* _YOUR INSTRUCTIONS_
Below this sentence is a listing; return exactly its lines from the one with "point: stem -- one" to the one with "point: cherry tree", both kept, and nothing more.

* _RAW DATA_
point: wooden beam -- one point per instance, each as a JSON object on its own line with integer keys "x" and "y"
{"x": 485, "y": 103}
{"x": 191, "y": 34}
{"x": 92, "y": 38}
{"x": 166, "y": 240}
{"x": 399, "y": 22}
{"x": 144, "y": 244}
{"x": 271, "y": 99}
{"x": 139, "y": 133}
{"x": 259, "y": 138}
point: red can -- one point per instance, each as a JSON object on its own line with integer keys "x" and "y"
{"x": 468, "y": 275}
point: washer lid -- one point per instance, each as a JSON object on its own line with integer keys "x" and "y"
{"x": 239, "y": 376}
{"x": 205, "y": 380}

* * *

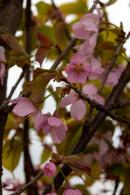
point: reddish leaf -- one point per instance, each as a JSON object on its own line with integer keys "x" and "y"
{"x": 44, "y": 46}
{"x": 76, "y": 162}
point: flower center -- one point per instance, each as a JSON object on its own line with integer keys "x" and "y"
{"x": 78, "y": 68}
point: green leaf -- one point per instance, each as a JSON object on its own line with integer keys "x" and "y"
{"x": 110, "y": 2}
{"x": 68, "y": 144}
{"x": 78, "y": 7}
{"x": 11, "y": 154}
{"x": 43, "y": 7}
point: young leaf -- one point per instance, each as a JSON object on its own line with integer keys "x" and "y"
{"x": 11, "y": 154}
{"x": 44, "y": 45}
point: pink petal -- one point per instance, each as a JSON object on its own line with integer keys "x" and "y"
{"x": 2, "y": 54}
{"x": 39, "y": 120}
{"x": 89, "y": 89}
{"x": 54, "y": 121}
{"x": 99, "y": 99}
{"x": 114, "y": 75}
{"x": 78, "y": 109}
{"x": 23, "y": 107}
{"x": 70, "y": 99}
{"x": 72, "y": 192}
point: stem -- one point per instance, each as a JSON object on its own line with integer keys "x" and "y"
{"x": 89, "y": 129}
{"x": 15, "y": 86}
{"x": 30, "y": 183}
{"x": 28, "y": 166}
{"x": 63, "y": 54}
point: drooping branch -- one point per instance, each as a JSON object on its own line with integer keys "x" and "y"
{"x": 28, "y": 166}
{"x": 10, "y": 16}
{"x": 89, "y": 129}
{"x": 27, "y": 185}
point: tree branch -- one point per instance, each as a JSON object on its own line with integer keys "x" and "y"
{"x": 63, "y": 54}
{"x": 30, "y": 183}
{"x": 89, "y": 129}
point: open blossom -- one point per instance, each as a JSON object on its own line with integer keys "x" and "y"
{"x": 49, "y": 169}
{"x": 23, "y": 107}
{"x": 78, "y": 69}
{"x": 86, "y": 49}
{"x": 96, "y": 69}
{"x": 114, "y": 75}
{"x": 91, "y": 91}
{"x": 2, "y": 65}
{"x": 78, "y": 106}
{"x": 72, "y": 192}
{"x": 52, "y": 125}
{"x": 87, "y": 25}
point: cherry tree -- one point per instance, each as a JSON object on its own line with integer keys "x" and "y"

* * *

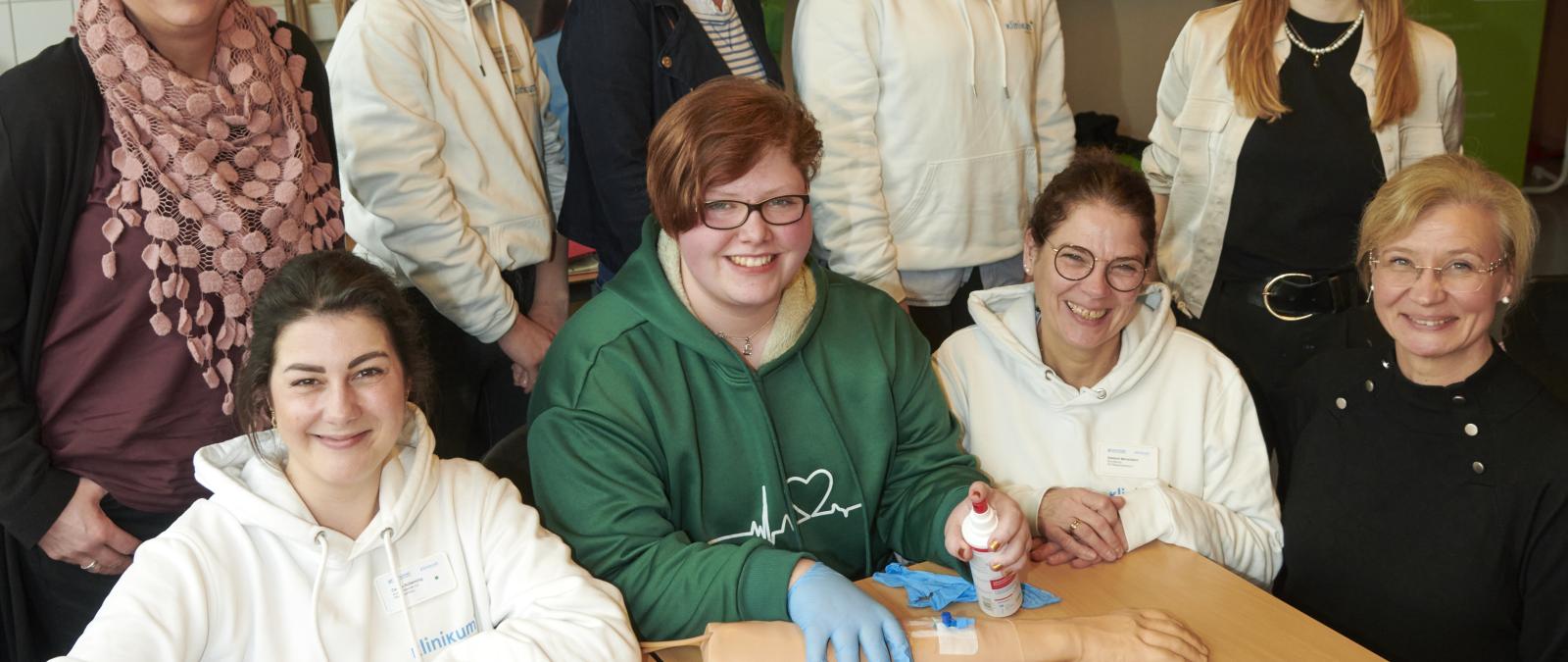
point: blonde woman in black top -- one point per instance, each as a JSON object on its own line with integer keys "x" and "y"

* _RESPONSE TO THIS TASK_
point: stem -- one point per instance, each as a JSON object on its own line with integer keys "x" and "y"
{"x": 89, "y": 129}
{"x": 15, "y": 86}
{"x": 30, "y": 183}
{"x": 28, "y": 166}
{"x": 63, "y": 54}
point: drooping branch -- one point per instance, each as a JSON object on its own line with integer keys "x" and "y"
{"x": 28, "y": 166}
{"x": 10, "y": 16}
{"x": 89, "y": 129}
{"x": 27, "y": 185}
point: tree branch -- one point per instance, each as a JSON object on its own line with integer keys "x" and "y"
{"x": 63, "y": 54}
{"x": 30, "y": 183}
{"x": 89, "y": 129}
point: open blossom -- one point per instance, each as a JSON object on its own line with integer keys "x" and "y"
{"x": 49, "y": 169}
{"x": 23, "y": 107}
{"x": 78, "y": 69}
{"x": 86, "y": 49}
{"x": 96, "y": 69}
{"x": 114, "y": 75}
{"x": 91, "y": 91}
{"x": 2, "y": 65}
{"x": 78, "y": 106}
{"x": 72, "y": 192}
{"x": 52, "y": 125}
{"x": 87, "y": 25}
point: cherry tree -- one point per instance, each as a JSON object on its own line with integer keys "x" and "y"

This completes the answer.